⟨

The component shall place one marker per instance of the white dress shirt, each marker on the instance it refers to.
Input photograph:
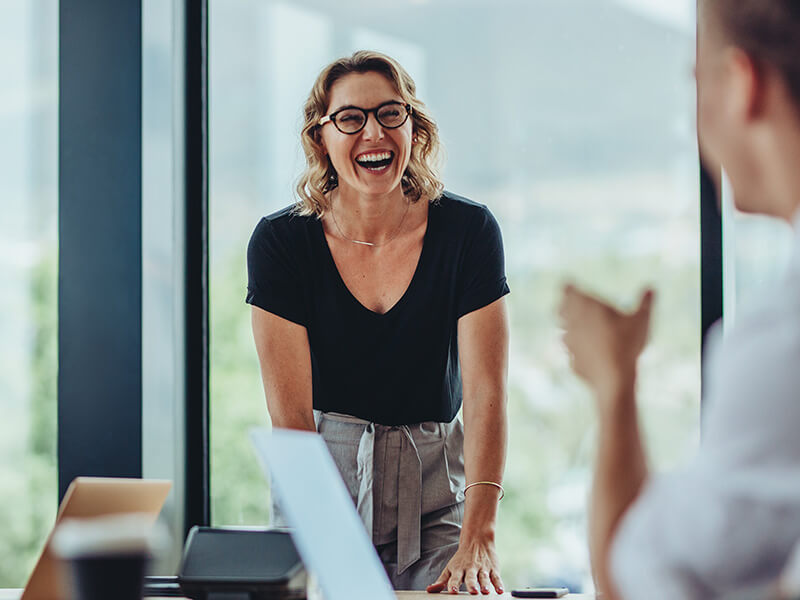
(731, 517)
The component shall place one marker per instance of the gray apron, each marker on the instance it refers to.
(407, 484)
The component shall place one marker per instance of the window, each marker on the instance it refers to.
(574, 123)
(28, 270)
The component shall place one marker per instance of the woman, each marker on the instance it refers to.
(377, 306)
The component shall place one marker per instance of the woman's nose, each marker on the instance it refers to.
(372, 129)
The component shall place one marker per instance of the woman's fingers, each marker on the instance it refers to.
(484, 582)
(497, 582)
(438, 585)
(471, 580)
(454, 583)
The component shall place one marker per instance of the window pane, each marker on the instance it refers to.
(756, 250)
(574, 123)
(28, 271)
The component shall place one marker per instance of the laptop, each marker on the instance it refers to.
(325, 527)
(93, 497)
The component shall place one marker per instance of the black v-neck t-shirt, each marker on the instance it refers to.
(396, 368)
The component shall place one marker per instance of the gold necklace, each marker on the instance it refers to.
(371, 244)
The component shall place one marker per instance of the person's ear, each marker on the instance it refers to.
(746, 89)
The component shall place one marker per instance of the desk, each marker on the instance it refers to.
(15, 594)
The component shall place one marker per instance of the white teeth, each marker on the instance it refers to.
(374, 157)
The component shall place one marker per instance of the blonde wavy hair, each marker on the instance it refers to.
(420, 180)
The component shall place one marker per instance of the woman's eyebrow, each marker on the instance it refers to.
(345, 106)
(362, 108)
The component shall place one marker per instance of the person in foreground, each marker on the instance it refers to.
(730, 517)
(377, 306)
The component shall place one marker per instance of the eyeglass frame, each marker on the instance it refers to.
(367, 111)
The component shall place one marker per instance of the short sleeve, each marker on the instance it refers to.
(274, 279)
(482, 274)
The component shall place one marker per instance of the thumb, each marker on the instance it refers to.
(646, 304)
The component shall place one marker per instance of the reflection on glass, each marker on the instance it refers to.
(28, 272)
(574, 123)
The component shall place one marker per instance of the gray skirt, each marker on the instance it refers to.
(407, 484)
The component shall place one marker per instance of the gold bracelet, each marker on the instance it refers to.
(497, 485)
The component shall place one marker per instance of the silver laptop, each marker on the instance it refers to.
(325, 526)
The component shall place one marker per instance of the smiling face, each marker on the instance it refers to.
(372, 161)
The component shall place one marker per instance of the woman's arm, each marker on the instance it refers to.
(285, 359)
(483, 351)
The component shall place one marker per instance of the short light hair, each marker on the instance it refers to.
(767, 30)
(420, 180)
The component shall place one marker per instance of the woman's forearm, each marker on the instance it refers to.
(289, 417)
(485, 437)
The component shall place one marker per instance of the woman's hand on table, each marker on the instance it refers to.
(475, 565)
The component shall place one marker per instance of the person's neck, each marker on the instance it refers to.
(368, 217)
(782, 176)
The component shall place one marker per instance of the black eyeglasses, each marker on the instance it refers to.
(352, 119)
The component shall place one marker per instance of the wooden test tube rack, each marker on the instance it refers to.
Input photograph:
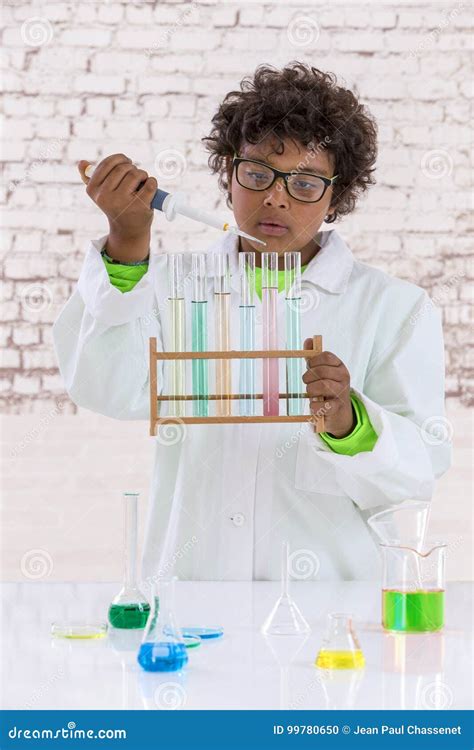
(155, 419)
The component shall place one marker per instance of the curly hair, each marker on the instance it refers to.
(303, 104)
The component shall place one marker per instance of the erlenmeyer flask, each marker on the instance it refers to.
(163, 648)
(340, 648)
(130, 608)
(285, 617)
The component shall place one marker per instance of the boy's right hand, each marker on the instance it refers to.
(113, 187)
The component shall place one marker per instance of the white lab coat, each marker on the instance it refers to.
(223, 497)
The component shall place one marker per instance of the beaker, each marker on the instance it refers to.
(413, 588)
(163, 648)
(340, 648)
(130, 608)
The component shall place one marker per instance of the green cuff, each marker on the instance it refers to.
(124, 278)
(362, 438)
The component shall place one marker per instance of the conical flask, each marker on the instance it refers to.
(340, 648)
(163, 648)
(130, 608)
(285, 617)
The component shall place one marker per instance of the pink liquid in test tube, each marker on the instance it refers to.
(271, 388)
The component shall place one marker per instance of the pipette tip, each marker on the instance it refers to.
(236, 230)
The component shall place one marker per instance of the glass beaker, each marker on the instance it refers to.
(413, 588)
(130, 608)
(340, 648)
(163, 648)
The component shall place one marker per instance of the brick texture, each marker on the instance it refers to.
(88, 80)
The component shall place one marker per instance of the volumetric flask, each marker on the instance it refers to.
(130, 608)
(163, 648)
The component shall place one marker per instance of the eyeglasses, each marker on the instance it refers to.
(303, 186)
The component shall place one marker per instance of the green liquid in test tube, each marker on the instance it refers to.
(222, 332)
(294, 367)
(199, 335)
(247, 333)
(178, 332)
(271, 392)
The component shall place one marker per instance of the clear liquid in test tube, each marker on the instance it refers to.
(199, 334)
(247, 333)
(222, 332)
(294, 367)
(177, 332)
(270, 333)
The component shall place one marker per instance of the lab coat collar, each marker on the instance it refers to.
(330, 269)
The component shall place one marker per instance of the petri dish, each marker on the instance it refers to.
(191, 641)
(79, 630)
(203, 633)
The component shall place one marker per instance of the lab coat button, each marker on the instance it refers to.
(238, 519)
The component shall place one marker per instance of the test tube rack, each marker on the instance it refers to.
(155, 356)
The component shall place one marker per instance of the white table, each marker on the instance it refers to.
(243, 669)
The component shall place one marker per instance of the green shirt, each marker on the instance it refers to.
(362, 438)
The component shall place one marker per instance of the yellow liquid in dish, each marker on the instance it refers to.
(340, 660)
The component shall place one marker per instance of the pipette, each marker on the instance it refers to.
(177, 203)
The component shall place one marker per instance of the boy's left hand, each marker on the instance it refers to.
(327, 376)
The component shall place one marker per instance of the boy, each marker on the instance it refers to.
(292, 149)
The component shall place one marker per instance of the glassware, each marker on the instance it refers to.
(199, 335)
(294, 367)
(340, 648)
(163, 648)
(285, 617)
(413, 569)
(222, 332)
(130, 608)
(271, 388)
(247, 332)
(178, 331)
(413, 588)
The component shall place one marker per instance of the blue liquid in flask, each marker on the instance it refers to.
(164, 656)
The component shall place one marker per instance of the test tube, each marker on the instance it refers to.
(178, 331)
(294, 367)
(199, 334)
(247, 332)
(270, 333)
(222, 332)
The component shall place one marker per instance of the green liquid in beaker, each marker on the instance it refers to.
(412, 611)
(129, 615)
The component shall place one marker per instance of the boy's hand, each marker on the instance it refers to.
(124, 193)
(328, 376)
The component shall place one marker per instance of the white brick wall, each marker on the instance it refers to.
(140, 77)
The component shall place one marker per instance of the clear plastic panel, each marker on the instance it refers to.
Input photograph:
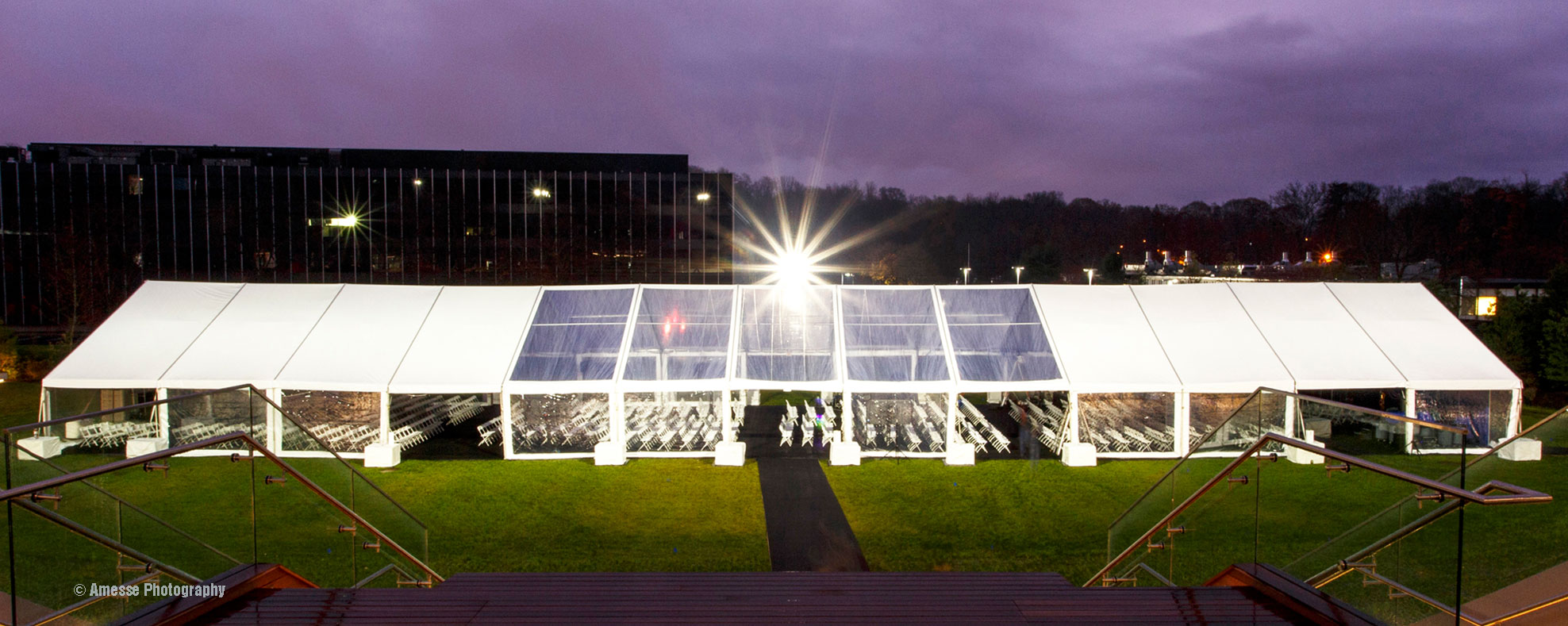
(1484, 415)
(681, 335)
(786, 335)
(345, 421)
(893, 336)
(209, 415)
(673, 421)
(902, 422)
(416, 417)
(559, 422)
(997, 335)
(576, 335)
(1128, 422)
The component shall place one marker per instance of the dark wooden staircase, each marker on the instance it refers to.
(763, 598)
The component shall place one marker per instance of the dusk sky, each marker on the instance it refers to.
(1136, 102)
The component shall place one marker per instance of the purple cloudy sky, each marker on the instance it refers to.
(1137, 102)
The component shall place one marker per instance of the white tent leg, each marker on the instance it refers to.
(163, 413)
(1410, 412)
(505, 425)
(1515, 409)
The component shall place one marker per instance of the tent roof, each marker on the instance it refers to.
(1429, 346)
(1206, 338)
(253, 338)
(1209, 338)
(359, 341)
(143, 338)
(1105, 341)
(1316, 338)
(466, 343)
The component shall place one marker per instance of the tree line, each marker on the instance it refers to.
(1473, 228)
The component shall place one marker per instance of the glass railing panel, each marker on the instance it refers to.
(298, 528)
(196, 415)
(1235, 435)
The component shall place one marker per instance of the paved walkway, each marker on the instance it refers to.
(806, 528)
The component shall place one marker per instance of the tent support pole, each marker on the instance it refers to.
(1410, 412)
(163, 413)
(505, 425)
(386, 417)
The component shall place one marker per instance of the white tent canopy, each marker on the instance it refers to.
(467, 343)
(578, 358)
(253, 338)
(359, 341)
(1190, 322)
(1105, 340)
(143, 338)
(1316, 338)
(1206, 338)
(1421, 338)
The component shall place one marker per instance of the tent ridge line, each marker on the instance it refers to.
(409, 348)
(1261, 335)
(1368, 333)
(311, 332)
(202, 330)
(1158, 338)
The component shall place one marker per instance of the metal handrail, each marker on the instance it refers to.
(255, 391)
(1255, 394)
(1458, 614)
(1438, 512)
(106, 542)
(48, 484)
(1512, 493)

⟩

### WHAT THIS TASK INVOLVES
Restate word for word the lines from the one holding "the tent support" through the last line of the listing, omitting every earlier line.

### ANSWER BOX
The component shall place one marker per instance of the tent support pole, each marker on the instance it refers to.
(1410, 412)
(163, 413)
(505, 425)
(386, 417)
The component shall place one marker per instance of the white tent canopy, each marker on the instance it refers to.
(467, 343)
(578, 358)
(253, 338)
(359, 341)
(1190, 322)
(1105, 340)
(143, 338)
(1316, 338)
(1206, 338)
(1421, 338)
The component shall place one marker per instance of the tent ridge line, each marker on the instance it refers to.
(409, 348)
(1261, 335)
(1368, 333)
(311, 332)
(202, 330)
(1158, 338)
The component shall place one marker per instance of the metal handrail, each marker on the instance it refers to.
(255, 391)
(1255, 394)
(1458, 614)
(1438, 512)
(106, 542)
(48, 484)
(1512, 493)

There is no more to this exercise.